26 Ocak 2011 Çarşamba

Stadyumlar ve Siyasal Iktidarlar

Stadyumların tarihine bakmak bir anlamda yakın siyasi tarih okuması yapmakla eşdeğer. Kim ki bir ülkenin yakın siyasi tarihi hakkında bir fikir edinmek istiyor dönüp stadyumlara baksın yeter.
İnanmayan Şili’deki Santiago’ya, Barcelona’daki Nou Camp’a, Almanya’daki Münih Olimpiyat’a, Madrid’deki Barnebau’ya ya da Eyüp Stadı’na baksın. Görülecektir ki futbol nasıl asla sadece futbol değilse stadyumlar da sadece birer beton ve metal yığını değil. Bu yüzdendir ki stadyumlar hiç kimseden çekmedi siyasal iktidarlardan çektiği kadar.
Ne holiganların taşkınlıkları ne şoven milliyetçi grupların saldırganlıkları otoriter siyasi iktidarların stadyumlara yaptığını yapmadı.

OTORİTER SİSTEMLERİN ALANLARI

Siyaset ve stadyumlar ayrı dünyaların kavramları gibi görünse de aslında değil. İçiçe geçmiş durumdalar. Hem Misak-ı Milli sınırları içinde hem de uluslararası arenada stadyumlar siyasal iktidarların at koşturdukları alanlar olagelmişlerdir. Özellikle de cunta ve otoriter sistemlerin...
Muktedirlerin geniş kitleler üzerinde tahakküm sağlamak için uğradıkları ilk yer stadyumlar olmuştur. Bu nedenle değil midir ki tek parti döneminde İnönü adını alan stadyum Demokrat Parti’nin iktidarıyla birlikte bir anda Mithatpaşa olur! Devran dönünce de tekrardan İnönü’ye evrilir.

DİKTATÖRLERİN ARENASI!

Merkez-çevre kavgasının en bariz yansımasıdır İnönü. Liberal değerlerinin her şeyi alıp sattığı günümüzde zamanın ruhuna uygun olarak yeniden ismi değiştirilerek bir inşaat markasının arkasına eklemlendi.
Yine aynı nedenledir ki, yurt genelindeki statların yüzde 80’ine ‘Atatürk’ adı verilmiştir. Bundan olsa gerek milli şef İnönü’nün adını ülke genelinde birçok stat isim olarak taşır. Stadyumlar sadece stadyum olsa neden Kasımpaşa Stadı birdenbire Recep Tayyip Erdoğan Stadı’na dönüşüversin ki? Ya da Rize’de yapılan modern stadın adına neden başbakanın adı verilmek istensin? Metin Göktepe de bir zemheri ayazında katledilmeden önce Eyüp Stadı’nda değilmiydi?
--*--
### Yapılacaklar
A: Stadyumlar ve siyasal iktidarlar hakkındaki yazıya göre yurt genelindeki statların yüzde kaçına "Atatürk" adı verilmiştir?
B: Stadyumlar ve siyasal iktidarlar hakkındaki yazının "İnanmayan Şili’deki Santiago’ya, Barcelona’daki" sözlerinden başlayıp "stadyumlara yaptığını yapmadı." sözleri de dahil olmak üzere o sözlere kadar olan kısmını aynen yeniden yazın.
C: Stadyumlar ve siyasal iktidarlar hakkındaki yazıyı, son cümlesinden sonra devam ettirerek uzatın.

### Malzeme
--*--
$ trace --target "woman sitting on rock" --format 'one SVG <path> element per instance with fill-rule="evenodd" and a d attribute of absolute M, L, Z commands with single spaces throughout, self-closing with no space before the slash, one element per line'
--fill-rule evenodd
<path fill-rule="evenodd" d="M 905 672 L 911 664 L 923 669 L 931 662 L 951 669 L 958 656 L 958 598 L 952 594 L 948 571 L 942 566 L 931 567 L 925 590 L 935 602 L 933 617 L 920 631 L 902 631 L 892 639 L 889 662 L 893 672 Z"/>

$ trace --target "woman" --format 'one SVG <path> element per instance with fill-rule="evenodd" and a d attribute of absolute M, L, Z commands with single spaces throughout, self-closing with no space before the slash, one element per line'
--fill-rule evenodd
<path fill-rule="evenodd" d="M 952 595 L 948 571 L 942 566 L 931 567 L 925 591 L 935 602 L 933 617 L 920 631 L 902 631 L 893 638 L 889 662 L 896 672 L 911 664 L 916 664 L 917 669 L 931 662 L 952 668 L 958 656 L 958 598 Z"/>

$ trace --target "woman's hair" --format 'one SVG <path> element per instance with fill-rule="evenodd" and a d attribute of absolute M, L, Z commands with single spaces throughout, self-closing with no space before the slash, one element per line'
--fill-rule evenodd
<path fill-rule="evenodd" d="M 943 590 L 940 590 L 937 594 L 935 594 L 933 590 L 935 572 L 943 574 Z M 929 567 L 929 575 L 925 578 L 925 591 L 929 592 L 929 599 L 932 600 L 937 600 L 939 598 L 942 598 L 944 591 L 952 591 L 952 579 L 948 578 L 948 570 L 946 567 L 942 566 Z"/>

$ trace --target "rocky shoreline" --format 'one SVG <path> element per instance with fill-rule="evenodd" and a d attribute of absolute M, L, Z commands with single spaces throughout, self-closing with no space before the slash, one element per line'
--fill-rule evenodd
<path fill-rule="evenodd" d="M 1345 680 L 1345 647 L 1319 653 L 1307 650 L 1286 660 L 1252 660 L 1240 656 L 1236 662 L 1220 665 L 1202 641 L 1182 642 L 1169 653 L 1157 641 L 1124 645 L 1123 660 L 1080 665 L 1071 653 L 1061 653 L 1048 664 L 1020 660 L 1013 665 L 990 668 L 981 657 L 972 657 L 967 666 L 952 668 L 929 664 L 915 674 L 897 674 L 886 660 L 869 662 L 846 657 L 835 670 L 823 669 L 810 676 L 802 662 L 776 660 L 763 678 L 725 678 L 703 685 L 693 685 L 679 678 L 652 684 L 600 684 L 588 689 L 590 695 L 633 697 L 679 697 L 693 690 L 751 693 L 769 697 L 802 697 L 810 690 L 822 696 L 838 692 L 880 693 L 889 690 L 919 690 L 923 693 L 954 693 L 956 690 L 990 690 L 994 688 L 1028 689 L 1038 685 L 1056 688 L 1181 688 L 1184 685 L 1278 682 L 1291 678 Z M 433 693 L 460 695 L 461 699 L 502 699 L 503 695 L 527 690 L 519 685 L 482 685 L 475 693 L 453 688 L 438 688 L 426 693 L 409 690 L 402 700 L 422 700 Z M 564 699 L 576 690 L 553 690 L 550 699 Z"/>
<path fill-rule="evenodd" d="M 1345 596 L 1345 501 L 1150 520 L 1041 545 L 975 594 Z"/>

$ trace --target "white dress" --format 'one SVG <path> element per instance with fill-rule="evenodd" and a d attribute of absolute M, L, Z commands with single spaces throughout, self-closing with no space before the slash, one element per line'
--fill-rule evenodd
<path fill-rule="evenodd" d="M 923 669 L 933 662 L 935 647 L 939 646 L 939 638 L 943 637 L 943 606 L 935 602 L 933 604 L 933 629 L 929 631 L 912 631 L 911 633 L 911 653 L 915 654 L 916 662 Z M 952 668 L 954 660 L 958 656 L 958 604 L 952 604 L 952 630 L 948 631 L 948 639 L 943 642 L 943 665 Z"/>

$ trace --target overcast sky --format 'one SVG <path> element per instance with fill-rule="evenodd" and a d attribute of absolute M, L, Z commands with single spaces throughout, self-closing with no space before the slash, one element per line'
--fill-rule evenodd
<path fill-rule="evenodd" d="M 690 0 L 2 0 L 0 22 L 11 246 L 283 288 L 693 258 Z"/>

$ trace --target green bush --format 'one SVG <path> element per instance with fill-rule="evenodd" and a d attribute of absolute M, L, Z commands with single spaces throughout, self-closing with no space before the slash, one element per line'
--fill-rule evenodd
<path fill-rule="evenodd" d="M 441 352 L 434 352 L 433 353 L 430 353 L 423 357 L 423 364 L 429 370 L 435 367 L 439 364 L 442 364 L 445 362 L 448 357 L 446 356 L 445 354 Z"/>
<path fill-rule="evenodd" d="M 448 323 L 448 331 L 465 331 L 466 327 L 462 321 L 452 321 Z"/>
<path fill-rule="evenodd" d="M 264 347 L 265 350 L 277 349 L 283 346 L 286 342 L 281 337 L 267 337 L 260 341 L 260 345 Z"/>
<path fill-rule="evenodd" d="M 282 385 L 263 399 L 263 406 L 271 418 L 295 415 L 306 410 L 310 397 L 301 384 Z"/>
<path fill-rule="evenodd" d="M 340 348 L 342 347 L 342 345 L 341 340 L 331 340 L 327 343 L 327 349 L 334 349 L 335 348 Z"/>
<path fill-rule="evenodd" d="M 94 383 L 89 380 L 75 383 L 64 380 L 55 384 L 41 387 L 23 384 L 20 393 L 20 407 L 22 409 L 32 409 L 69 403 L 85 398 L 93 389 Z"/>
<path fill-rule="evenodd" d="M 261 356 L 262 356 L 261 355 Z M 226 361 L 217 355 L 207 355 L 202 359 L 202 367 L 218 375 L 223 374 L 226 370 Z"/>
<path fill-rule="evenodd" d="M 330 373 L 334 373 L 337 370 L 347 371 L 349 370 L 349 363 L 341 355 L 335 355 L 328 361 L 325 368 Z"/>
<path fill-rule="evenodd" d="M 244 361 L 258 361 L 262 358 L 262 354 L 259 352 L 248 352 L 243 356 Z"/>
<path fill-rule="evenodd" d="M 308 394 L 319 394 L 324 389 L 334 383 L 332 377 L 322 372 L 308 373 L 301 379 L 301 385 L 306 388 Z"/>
--*--
### Çözülen Sorular
A: Yüzde 80'ine.

B:
İnanmayan Şili’deki Santiago’ya, Barcelona’daki Nou Camp’a, Almanya’daki Münih Olimpiyat’a, Madrid’deki Barnebau’ya ya da Eyüp Stadı’na baksın. Görülecektir ki futbol nasıl asla sadece futbol değilse stadyumlar da sadece birer beton ve metal yığını değil. Bu yüzdendir ki stadyumlar hiç kimseden çekmedi siyasal iktidarlardan çektiği kadar.
Ne holiganların taşkınlıkları ne şoven milliyetçi grupların saldırganlıkları otoriter siyasi iktidarların stadyumlara yaptığını yapmadı.

C:
İspanya’da Franco, Portekiz’de Salazar, İtalya’da Mussolini, Almanya’da Hitler faşizmini de en iyi stadyumlardan okuyabiliriz.  Keza faşist Latin Amerika diktatörlerinin tarihinde de stadyumlar önemli roller kaplıyor.
11 Eylül 1973 sabahı CIA’nin desteğini arkasına alan General Augusto Pinochet binlerce muhalifi stadyumda toplar. Gözaltına alınan binlerce sosyalistten biri olan devrimci ozan Victor Jara’nın elleri burada kesilir. Santiago Stadyumu’nda.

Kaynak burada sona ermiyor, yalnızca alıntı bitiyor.